◆ Objective ◆
Skip the pictures. Quote every line below, exactly, from the one with "# point at: the decorative" through the final line.
+ + + + +
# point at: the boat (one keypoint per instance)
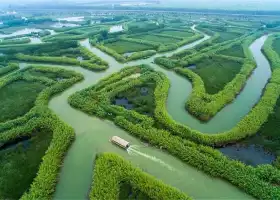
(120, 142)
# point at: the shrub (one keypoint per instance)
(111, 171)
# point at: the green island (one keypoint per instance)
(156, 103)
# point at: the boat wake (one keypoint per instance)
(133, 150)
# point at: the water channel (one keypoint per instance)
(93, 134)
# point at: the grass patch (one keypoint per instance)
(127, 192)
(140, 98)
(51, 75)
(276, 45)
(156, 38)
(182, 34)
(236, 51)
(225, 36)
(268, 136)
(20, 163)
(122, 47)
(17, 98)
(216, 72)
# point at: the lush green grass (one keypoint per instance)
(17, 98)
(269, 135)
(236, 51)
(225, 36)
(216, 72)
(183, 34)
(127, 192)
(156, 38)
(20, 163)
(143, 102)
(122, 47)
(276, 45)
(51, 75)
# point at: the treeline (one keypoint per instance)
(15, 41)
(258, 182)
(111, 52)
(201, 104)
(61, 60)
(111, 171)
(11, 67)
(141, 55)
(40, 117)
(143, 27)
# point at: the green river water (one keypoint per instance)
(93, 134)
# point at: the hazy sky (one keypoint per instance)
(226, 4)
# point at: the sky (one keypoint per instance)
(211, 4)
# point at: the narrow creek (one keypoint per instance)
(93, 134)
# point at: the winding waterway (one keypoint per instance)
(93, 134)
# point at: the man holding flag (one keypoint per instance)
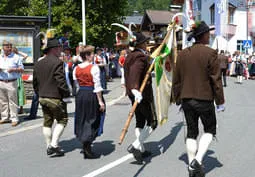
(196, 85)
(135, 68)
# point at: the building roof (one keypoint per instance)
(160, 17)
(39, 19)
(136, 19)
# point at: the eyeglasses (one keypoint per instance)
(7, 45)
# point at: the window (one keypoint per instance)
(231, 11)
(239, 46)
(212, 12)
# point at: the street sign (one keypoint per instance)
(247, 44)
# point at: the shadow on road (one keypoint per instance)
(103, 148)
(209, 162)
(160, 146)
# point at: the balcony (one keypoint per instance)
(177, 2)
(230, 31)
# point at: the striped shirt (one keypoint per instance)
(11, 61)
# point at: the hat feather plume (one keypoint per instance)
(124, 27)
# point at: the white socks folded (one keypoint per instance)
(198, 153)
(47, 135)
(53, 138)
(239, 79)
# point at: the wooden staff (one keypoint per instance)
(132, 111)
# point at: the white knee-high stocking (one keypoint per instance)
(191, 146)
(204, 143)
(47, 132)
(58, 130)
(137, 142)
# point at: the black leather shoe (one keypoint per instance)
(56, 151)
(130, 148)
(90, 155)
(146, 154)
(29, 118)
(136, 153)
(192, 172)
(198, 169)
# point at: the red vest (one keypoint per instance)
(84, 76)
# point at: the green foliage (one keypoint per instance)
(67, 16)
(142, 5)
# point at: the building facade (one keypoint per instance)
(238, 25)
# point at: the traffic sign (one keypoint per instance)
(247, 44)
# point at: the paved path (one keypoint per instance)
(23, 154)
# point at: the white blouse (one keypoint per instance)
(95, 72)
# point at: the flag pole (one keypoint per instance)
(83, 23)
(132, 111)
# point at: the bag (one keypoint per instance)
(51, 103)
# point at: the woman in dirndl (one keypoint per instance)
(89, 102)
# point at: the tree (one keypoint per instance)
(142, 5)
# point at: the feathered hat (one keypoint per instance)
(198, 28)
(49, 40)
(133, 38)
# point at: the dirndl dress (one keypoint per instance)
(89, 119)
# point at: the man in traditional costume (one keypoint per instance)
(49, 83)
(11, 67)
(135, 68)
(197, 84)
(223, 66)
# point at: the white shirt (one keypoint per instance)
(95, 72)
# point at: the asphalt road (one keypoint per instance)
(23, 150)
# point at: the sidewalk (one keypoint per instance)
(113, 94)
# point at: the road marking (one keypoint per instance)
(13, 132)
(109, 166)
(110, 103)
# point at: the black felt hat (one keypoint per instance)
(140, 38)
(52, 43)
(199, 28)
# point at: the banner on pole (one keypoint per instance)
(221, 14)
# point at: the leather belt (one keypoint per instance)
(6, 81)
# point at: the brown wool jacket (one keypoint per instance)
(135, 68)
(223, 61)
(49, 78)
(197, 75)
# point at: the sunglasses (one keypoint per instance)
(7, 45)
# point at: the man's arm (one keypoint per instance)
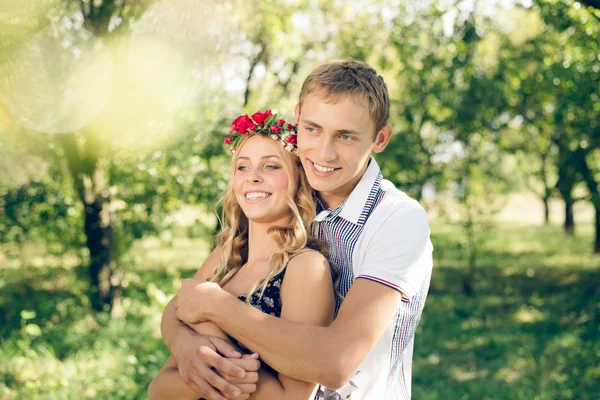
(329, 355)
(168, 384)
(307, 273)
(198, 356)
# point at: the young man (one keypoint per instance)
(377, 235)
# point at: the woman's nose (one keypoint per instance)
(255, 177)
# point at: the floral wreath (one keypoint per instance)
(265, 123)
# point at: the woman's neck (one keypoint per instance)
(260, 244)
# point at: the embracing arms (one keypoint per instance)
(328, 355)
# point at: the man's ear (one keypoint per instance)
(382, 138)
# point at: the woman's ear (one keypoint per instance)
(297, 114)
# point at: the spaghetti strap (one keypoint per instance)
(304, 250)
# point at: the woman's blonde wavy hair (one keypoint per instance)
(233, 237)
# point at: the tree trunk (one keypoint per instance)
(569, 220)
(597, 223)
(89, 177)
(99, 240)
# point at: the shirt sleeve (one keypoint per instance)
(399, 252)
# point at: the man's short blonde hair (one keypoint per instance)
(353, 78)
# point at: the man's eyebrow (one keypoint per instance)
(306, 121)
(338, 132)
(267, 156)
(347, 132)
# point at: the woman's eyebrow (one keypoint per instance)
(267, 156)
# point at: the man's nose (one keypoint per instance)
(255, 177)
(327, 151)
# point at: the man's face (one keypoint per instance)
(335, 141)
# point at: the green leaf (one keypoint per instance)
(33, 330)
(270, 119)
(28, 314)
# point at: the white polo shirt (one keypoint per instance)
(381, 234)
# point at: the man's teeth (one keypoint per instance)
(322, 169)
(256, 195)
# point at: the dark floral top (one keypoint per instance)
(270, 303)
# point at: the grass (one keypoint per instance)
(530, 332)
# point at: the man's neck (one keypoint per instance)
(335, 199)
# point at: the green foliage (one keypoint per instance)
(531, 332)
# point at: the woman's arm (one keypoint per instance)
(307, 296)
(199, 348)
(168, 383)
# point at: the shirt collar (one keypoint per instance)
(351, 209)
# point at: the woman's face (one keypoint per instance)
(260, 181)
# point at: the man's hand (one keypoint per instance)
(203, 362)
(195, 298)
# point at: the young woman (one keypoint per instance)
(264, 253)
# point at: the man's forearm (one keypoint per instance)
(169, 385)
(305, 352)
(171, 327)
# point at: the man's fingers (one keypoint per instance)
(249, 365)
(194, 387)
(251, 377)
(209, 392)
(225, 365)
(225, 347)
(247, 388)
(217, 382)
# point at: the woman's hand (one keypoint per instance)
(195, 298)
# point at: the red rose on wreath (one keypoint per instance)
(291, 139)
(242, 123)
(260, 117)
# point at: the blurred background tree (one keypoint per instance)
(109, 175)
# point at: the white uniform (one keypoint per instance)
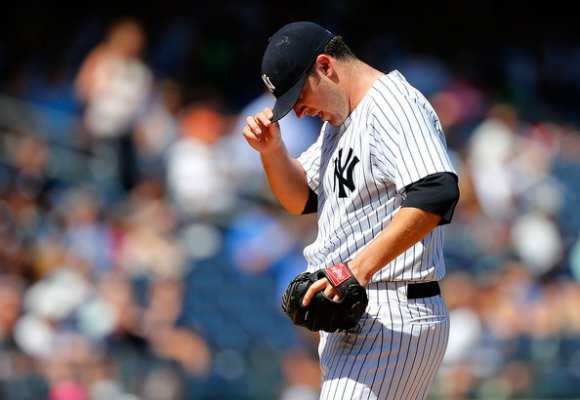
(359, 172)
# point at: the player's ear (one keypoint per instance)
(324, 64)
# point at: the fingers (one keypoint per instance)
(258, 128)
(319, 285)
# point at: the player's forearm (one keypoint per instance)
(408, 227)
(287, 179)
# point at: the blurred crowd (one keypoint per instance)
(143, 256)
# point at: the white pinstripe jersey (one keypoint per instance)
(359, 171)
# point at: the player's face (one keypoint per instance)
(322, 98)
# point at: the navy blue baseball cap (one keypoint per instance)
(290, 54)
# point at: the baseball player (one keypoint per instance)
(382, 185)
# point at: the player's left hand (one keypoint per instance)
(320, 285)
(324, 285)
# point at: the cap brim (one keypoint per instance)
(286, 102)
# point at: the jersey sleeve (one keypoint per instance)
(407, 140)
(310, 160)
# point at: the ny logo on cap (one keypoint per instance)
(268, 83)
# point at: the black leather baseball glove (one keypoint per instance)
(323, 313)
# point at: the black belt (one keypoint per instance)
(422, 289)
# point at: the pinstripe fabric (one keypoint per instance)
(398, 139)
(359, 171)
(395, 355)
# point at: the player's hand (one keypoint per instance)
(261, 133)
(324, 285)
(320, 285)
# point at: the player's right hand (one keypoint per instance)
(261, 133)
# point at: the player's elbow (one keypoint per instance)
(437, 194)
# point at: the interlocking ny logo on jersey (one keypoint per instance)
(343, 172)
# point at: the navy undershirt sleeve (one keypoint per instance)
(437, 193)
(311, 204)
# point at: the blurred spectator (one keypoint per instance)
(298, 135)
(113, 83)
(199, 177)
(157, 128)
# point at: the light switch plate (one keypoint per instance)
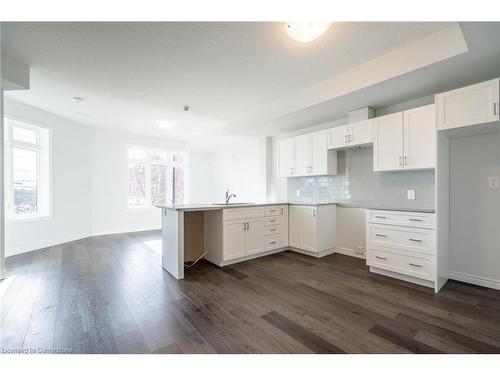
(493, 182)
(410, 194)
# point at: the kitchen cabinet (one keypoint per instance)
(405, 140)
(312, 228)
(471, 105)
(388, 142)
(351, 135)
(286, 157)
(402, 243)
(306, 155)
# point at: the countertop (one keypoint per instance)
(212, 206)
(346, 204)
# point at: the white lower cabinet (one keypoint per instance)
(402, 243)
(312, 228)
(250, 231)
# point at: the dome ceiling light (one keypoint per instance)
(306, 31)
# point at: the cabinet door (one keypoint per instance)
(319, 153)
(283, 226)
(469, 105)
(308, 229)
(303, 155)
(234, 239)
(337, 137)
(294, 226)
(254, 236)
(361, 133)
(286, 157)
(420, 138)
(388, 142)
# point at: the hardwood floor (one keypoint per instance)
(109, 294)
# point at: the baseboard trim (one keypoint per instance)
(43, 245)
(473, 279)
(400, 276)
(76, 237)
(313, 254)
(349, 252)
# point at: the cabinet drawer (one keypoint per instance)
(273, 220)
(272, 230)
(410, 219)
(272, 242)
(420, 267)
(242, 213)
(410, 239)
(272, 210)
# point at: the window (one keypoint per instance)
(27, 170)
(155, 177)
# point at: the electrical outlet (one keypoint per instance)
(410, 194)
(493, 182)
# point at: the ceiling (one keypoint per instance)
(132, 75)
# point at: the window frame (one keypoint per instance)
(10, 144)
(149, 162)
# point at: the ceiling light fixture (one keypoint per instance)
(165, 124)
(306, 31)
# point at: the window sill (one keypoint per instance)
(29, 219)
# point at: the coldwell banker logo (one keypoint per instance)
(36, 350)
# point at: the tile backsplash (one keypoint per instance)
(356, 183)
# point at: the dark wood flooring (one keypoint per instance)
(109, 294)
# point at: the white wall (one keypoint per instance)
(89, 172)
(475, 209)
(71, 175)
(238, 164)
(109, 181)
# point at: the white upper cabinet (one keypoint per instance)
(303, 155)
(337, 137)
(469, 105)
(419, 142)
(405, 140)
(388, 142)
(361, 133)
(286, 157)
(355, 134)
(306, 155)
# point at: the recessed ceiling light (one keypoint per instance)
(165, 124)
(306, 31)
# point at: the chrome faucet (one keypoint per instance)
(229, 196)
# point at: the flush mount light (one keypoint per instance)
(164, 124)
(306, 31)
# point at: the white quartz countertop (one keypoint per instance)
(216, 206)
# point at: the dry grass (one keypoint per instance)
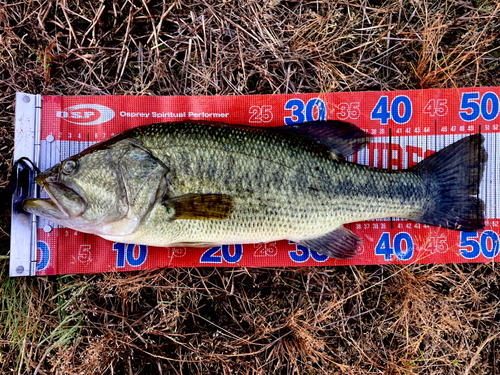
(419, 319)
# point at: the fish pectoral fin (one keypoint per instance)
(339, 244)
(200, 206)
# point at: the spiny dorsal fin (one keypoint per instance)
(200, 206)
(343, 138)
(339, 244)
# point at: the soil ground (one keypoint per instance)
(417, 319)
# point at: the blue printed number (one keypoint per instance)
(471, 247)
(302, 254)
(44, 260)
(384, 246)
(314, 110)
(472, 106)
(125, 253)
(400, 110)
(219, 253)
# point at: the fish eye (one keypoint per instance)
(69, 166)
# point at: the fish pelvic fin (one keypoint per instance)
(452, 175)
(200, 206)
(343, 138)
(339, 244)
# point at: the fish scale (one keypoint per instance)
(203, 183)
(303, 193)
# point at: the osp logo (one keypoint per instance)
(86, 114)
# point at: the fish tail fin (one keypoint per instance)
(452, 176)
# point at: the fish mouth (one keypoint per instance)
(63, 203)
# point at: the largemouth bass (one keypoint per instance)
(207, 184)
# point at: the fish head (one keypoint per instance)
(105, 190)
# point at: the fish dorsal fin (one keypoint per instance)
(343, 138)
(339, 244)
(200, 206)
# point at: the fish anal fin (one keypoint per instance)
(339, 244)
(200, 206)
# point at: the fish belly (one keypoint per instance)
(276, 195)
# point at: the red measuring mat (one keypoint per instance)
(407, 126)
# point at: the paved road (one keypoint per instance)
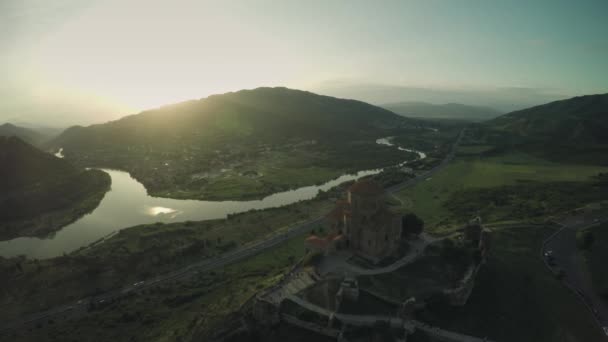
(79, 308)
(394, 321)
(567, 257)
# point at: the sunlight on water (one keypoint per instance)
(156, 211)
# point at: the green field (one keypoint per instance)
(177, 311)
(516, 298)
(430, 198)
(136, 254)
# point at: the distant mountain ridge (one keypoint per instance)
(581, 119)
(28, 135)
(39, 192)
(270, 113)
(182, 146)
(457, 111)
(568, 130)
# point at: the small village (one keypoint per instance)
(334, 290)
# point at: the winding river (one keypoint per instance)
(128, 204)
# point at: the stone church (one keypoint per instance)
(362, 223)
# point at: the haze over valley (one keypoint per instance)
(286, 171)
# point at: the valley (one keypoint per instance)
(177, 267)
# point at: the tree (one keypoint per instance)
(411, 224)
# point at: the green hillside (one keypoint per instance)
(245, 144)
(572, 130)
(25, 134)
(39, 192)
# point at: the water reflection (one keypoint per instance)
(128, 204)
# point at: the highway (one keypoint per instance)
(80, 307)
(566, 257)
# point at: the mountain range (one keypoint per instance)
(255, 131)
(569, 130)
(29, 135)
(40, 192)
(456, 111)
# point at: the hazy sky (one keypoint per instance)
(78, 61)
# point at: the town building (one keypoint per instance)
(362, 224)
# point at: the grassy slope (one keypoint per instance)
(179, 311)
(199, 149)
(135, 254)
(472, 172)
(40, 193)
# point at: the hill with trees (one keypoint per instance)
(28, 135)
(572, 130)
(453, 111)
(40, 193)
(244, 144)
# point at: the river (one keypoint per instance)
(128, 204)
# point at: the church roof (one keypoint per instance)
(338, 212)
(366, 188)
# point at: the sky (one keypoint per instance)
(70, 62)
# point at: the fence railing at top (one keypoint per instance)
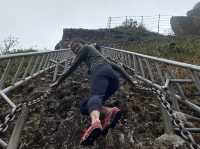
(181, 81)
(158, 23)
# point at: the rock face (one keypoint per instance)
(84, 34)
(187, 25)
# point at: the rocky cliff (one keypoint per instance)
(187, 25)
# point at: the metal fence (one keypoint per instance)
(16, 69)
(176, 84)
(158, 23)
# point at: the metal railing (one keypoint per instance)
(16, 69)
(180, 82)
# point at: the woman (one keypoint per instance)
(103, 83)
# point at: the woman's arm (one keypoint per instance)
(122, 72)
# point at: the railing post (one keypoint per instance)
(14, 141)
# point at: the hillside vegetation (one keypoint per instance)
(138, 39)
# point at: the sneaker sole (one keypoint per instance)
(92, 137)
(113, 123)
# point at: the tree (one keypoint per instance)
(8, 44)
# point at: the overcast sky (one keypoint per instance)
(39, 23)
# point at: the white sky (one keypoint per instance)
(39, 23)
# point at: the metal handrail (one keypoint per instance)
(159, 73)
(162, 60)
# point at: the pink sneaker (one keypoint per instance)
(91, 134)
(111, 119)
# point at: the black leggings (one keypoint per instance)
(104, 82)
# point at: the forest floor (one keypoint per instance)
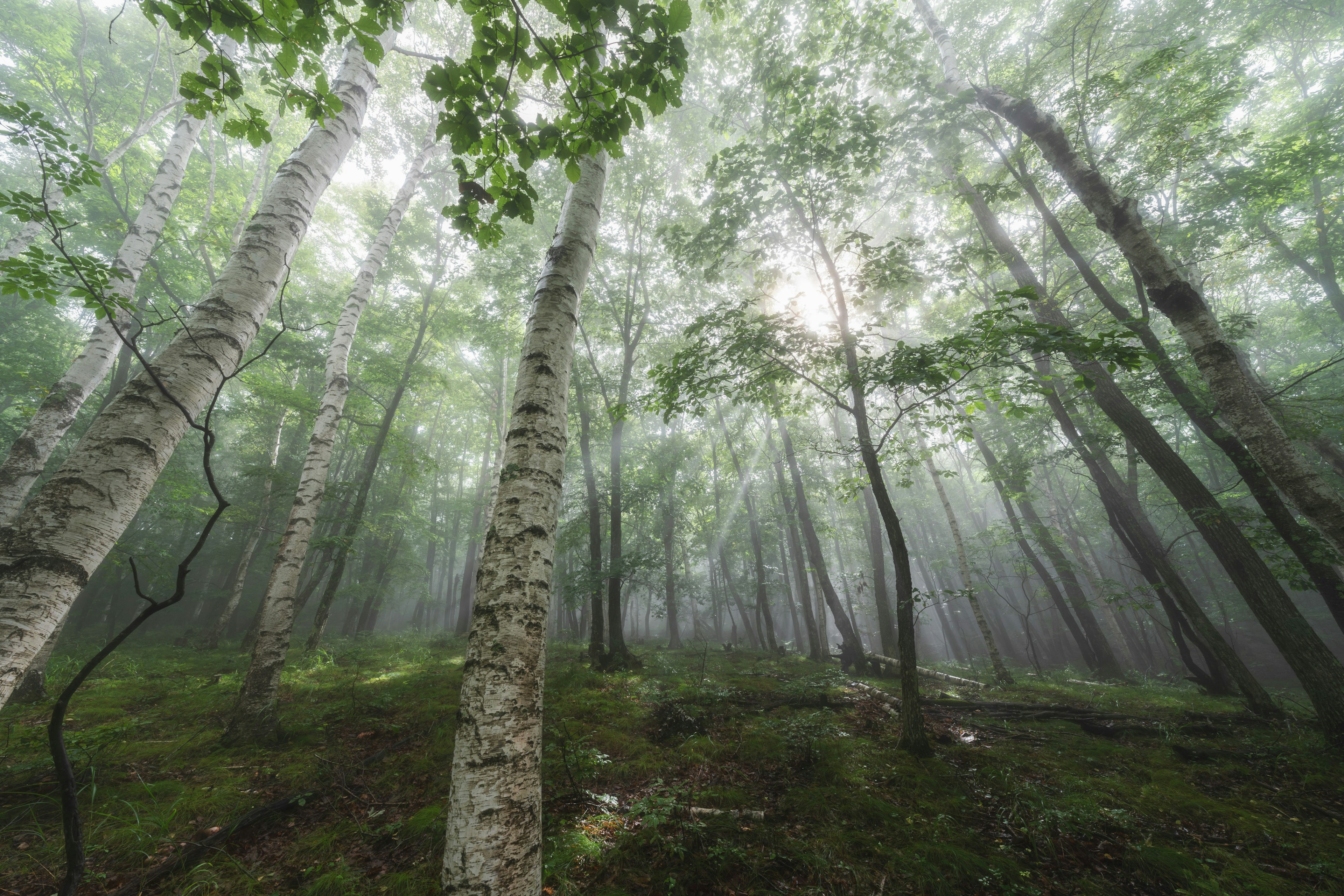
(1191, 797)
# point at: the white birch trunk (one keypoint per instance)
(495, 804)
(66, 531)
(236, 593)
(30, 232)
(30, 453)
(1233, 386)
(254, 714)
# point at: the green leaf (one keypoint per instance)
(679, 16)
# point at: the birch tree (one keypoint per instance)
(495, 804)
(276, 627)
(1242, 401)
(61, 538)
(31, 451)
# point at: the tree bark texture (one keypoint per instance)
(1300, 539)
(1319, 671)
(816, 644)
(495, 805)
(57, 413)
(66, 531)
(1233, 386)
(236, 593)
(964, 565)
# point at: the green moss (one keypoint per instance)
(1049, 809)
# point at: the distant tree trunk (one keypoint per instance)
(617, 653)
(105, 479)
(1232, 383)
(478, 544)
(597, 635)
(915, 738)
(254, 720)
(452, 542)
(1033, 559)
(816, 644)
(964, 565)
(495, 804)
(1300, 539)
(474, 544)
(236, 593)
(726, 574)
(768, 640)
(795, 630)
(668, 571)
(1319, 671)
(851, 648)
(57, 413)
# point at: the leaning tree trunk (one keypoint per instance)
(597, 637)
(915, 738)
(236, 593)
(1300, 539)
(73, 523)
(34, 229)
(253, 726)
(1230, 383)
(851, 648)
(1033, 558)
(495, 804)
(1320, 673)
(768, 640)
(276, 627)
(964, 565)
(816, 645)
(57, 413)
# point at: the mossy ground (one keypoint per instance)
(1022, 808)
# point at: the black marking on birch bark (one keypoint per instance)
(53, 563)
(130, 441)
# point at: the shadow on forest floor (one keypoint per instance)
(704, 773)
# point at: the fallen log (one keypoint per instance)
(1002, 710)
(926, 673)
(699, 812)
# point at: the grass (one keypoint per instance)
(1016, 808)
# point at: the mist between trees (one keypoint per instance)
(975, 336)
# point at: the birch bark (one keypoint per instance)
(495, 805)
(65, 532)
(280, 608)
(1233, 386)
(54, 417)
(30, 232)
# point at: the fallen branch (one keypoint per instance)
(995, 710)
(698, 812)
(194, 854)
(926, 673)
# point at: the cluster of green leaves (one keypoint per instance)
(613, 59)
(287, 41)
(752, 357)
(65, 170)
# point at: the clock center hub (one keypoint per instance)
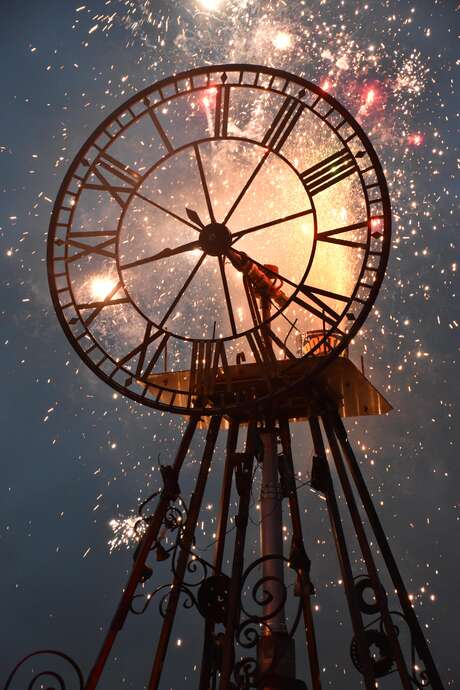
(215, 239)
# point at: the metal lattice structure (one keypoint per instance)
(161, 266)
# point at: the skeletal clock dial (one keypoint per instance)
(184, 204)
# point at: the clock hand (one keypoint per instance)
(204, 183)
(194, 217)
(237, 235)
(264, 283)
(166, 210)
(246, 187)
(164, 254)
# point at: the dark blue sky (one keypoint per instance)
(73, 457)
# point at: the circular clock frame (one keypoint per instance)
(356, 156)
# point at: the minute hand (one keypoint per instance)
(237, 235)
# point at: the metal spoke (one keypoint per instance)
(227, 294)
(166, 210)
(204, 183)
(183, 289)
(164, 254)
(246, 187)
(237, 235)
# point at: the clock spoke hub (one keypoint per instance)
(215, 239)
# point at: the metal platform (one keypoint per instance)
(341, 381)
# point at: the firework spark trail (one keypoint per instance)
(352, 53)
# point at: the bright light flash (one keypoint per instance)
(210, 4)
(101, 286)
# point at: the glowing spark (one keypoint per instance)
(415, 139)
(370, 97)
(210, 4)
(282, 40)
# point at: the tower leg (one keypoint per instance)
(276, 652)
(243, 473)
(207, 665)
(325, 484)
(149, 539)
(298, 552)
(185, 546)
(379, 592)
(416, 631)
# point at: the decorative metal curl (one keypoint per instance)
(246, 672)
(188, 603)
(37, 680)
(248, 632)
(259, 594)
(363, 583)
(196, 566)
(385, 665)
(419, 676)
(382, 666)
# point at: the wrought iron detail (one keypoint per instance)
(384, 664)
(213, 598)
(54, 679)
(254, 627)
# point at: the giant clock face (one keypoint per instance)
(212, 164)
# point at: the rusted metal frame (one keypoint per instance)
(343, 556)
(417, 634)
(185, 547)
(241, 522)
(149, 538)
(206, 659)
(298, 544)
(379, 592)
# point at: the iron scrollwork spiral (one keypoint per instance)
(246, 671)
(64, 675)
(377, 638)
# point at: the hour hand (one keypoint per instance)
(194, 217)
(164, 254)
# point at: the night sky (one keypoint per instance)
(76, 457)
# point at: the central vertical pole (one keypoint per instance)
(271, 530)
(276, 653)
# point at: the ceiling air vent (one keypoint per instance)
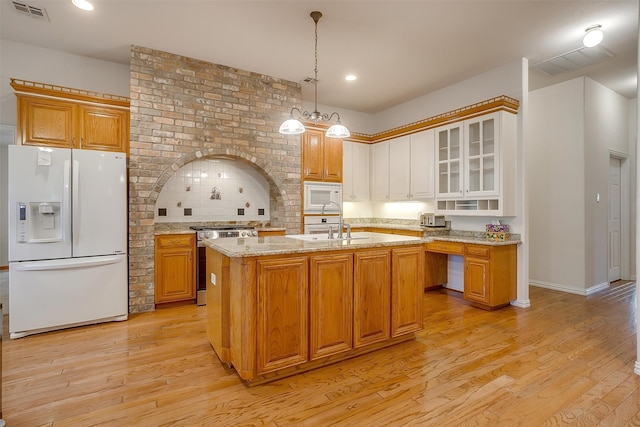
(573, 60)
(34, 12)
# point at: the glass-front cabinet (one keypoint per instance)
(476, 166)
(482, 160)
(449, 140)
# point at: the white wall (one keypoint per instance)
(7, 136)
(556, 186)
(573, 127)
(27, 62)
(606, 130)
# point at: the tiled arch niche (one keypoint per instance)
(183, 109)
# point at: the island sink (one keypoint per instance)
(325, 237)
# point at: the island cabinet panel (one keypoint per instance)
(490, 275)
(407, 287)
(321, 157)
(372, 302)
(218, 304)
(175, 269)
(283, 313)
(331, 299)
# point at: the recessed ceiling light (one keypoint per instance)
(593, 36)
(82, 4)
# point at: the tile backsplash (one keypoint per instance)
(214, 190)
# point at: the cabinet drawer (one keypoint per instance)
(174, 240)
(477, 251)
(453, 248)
+ + + + +
◆ The completed task ◆
# point at: the decorative metal curl (one keypoint per instance)
(246, 672)
(188, 603)
(37, 680)
(248, 632)
(259, 594)
(363, 583)
(196, 566)
(385, 665)
(419, 676)
(382, 666)
# point at: the wrought iron detail (one keypoint per instance)
(384, 664)
(213, 598)
(54, 679)
(254, 627)
# point at: the giant clock face (one keypoint per instance)
(212, 164)
# point at: the rusted metal frame (one keypoint per instance)
(343, 556)
(417, 634)
(185, 547)
(241, 522)
(149, 538)
(206, 659)
(298, 544)
(379, 592)
# point at: the iron scrollwork spiral (one keypoint per instance)
(246, 671)
(64, 675)
(377, 638)
# point at: the hour hand (one keypoint per instance)
(194, 217)
(164, 254)
# point at: the night sky (one keypoint per instance)
(76, 457)
# point at: the central vertical pole (one keypoint per instance)
(271, 530)
(276, 653)
# point at: the ceiling air vent (one keypoint per instance)
(573, 60)
(34, 12)
# point at: the glass-front cabinet (one keypoint per instance)
(476, 166)
(482, 160)
(449, 140)
# point at: the white wall (one keypoint per instance)
(7, 136)
(556, 186)
(573, 127)
(27, 62)
(606, 130)
# point at: the tiled arch niche (one keypoint per instance)
(183, 109)
# point at: the island sink (one keypoint per instance)
(325, 237)
# point at: the island cabinet panel (one keypoint per instance)
(490, 275)
(407, 287)
(321, 157)
(372, 302)
(218, 304)
(175, 269)
(283, 313)
(331, 299)
# point at: the recessed ceiling light (one keypoint per instance)
(593, 36)
(82, 4)
# point at: the tile backsplash (one keypoint per instance)
(214, 190)
# point at: the cabinet drawer (one keypoint per instance)
(174, 240)
(477, 251)
(453, 248)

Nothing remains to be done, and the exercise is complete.